____ EXTRACTED DATA
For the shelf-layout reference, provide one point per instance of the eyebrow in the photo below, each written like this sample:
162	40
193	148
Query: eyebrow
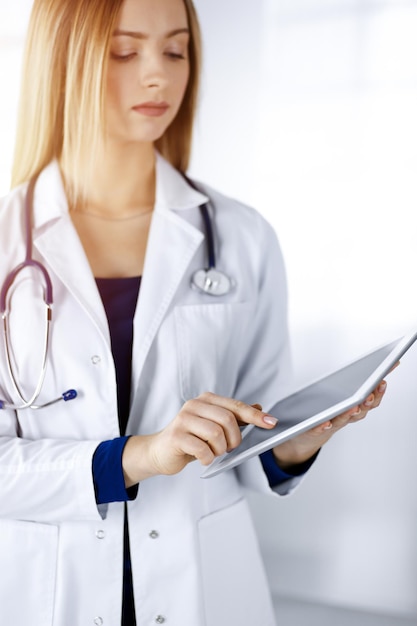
138	35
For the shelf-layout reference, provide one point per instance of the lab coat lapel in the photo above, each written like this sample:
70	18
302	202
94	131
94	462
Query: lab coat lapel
55	237
172	244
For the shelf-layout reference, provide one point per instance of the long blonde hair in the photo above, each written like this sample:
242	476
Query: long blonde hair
61	111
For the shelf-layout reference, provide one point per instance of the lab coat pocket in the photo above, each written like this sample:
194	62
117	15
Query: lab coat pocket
209	341
229	551
28	554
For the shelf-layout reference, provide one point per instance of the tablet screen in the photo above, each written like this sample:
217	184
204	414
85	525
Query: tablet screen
316	403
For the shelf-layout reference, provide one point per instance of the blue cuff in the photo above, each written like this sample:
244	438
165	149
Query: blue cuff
276	475
109	482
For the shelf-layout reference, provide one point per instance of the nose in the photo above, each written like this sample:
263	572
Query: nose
152	71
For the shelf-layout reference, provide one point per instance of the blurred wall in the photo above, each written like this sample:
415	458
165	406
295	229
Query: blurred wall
308	113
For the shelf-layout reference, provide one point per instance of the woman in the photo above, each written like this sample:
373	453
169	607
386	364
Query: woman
104	518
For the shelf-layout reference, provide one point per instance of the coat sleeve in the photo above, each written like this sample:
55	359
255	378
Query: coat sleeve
46	480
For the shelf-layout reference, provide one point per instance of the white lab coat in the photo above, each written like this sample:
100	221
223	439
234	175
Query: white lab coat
195	556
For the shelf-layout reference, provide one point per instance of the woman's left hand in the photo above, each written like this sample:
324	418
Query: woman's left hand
303	447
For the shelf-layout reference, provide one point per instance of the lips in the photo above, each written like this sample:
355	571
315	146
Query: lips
152	109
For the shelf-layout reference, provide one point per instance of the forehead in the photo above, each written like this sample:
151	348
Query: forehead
152	16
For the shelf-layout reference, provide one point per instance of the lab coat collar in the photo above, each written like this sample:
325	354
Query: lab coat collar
171	236
172	192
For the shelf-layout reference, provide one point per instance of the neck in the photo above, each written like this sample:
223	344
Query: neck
123	181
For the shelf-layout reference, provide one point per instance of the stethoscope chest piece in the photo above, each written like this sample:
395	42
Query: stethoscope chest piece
211	281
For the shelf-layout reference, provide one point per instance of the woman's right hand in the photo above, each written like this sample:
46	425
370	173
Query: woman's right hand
206	427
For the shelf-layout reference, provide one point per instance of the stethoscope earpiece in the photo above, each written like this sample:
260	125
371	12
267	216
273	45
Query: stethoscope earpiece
211	281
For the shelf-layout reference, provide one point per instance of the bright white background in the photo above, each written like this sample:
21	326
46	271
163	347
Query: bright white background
309	113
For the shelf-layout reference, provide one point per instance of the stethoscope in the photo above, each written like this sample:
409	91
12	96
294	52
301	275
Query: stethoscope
209	280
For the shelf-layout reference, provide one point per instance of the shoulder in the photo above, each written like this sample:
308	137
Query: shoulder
243	218
11	205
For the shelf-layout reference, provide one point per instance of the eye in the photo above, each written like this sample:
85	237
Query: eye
175	56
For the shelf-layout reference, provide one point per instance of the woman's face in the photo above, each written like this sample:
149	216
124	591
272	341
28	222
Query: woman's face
148	69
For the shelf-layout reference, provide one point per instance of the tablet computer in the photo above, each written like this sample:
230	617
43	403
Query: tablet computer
316	403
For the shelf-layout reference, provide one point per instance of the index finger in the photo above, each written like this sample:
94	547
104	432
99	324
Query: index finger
243	413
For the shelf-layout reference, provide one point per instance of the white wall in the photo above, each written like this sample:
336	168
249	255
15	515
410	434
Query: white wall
318	130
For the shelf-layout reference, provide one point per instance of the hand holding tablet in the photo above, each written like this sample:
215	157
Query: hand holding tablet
317	403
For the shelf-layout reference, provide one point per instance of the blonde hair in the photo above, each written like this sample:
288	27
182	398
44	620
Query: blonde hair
61	111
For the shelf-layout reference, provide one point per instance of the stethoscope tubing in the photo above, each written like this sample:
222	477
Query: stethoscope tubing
209	281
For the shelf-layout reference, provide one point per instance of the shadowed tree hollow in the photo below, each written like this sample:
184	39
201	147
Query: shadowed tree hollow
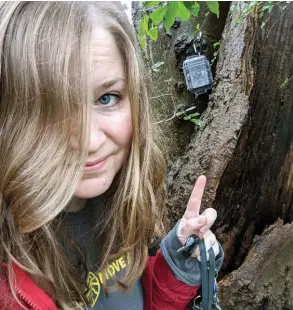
________
> **AIM OF THE TASK**: How many lines of the records above contain the string "below", with case counting? Reply with the number only.

> **ANSWER TO THIS EXERCISE**: 2